When we started planning the wedding, we knew we wanted it to be a creative expression of who were are as a couple now, and who we will be as husband and wife. For us, that meant being hands on with all the wedding projects. With the food trucks and overgrown loading dock venue, I wanted to capture the feeling of an outdoor music festival. Thomas and I have an amazing collection of posters from all the shows we’ve been to in Auburn, Opelika, and Waverly and we wanted to make something inspired by those. When our guests open up our wedding invitation, we want to give them the same feeling of excitement and appreciation we get unwrapping a print for the first time.
But, even more than the aesthetic value, we wanted these invitations to communicate something about what marriage means to us. The phrase “At Last” comes from Genesis 2:23, where the Bible begins with a wedding. In The Meaning of Marriage, Tim Keller writes: “There’s no relationship between human beings that is greater or more important than marriage. In the Bible’s account, God himself officiates the first wedding. And when the man sees the woman, he breaks into poetry and exclaims, ‘At last!’ Everything in the text proclaims that marriage, next to our relationship to God, is the most profound relationship there is.” With each other, we feel like we have found the thing that we were designed to long for, the thing that makes us want to break out in verses of poetry and song and shouts of joy. That’s something worth celebrating.

• List of tasks:
**1.** Answer the following from the passage about the wedding invitations.
(a) In which three places were the shows held whose posters the couple collected?
(b) Which Bible verse is given as the source of the phrase "At Last"?
(c) What is the title of the book by Tim Keller that the passage quotes?
**2.** Write what comes next in the passage about the wedding invitations, starting after its final sentence.

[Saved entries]
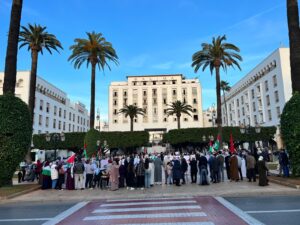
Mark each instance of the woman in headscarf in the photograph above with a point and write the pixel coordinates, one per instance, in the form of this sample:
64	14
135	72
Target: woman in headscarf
262	171
46	172
114	176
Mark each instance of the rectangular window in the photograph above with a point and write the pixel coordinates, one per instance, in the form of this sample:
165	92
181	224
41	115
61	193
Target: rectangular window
266	86
276	96
274	81
278	111
41	104
47	107
270	115
268	100
40	120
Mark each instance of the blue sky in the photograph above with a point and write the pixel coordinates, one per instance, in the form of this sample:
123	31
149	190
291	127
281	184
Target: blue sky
150	37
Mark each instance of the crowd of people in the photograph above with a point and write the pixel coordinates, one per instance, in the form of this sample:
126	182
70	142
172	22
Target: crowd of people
146	170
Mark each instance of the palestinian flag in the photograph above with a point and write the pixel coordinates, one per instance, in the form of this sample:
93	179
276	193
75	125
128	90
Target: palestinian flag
217	143
84	151
210	147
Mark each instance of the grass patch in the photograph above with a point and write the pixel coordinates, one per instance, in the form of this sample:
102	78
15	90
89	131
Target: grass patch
6	191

• Results by task:
**1.**
(a) Auburn, Opelika, and Waverly
(b) Genesis 2:23
(c) The Meaning of Marriage

**2.**
I really wanted to find a way to make every invitation feel personal and handmade while maintaining the ability to crank out dozens at a time. Although I love handlettering, I knew there was no way I could produce as many as we needed in a realistic time frame.
Luckily, that January, I just started taking a screen printing class through Auburn’s art department. I realized that screen printing offered the perfect solution: each layer of ink is hand-pulled, giving each invitation a handmade feel, but the stenciled screen means you can print as many as you want very quickly. I was able to create two detailed stencil with the lettering and branches. Those two stencils were then exposed on a screen — true to its name, screen printing is done with a very fine silk screen — using a light box and a photosensitive coating. Victoria, a bridesmaid and devoted friend, helped me tear down the paper for eight hours straight (we were allowed two meal breaks). The talented Alex Lazarri helped mix the ink and printed the invites one layer at a time: foliage first, followed by the gold text. In just a few hours, I was holding a bundle of freshly-printed invites in my arms like a newborn baby.
Three months of designing, planning, creating, re-creating, tearing, printing, and multiple trips to the post office resulted in a set of invitations that we were proud to share with our guests. The experience of creating something I love to send to the people that we love really was an incredible one! We hope you like them as much as we do (although we’ll understand if you don’t keep a framed copy of yours by the bedside table like we’re going to).